[Records for this exercise Boundary: Start]

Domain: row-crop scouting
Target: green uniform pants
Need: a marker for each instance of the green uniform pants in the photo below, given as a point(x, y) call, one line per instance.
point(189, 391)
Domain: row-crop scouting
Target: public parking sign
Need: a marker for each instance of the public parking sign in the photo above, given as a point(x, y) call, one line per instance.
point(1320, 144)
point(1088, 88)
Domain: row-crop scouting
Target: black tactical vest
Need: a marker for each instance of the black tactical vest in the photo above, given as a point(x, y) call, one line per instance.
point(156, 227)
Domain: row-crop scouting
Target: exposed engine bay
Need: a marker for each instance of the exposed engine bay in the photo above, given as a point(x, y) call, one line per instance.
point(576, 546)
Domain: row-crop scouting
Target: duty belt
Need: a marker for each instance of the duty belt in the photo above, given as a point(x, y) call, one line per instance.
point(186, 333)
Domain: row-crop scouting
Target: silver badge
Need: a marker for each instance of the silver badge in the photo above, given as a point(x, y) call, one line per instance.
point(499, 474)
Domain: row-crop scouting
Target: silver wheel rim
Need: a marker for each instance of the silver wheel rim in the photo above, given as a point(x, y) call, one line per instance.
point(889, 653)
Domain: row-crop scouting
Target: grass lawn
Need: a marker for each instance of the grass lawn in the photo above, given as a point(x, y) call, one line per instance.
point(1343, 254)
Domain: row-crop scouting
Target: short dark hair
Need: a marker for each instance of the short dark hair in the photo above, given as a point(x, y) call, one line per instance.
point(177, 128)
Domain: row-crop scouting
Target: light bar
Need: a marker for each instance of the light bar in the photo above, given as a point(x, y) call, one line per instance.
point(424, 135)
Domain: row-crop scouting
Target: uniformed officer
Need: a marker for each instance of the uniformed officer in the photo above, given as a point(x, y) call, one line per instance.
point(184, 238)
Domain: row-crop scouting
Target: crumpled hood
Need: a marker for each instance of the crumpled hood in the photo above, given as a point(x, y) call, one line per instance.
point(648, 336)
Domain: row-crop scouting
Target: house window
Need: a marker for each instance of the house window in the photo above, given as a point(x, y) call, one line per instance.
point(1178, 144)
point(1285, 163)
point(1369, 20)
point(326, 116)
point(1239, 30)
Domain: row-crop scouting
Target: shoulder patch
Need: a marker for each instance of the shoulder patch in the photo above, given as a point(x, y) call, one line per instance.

[Records for this exercise Boundary: End]

### [Task prompt]
The lines from the one containing "Target: house window" through the final line of the entries above are to be printed exactly, with nothing added.

### [Solution for this problem]
Target: house window
Need: a marker for each instance of the house window in the photo above, given as a point(x, y) call, one line per instance.
point(1178, 144)
point(1285, 163)
point(1369, 20)
point(326, 116)
point(1239, 30)
Domain: row-crop scouting
Target: shoulder patch
Need: a marker for each instance of the shoulder patch in the photo above, given as a point(x, y) call, one line per instance.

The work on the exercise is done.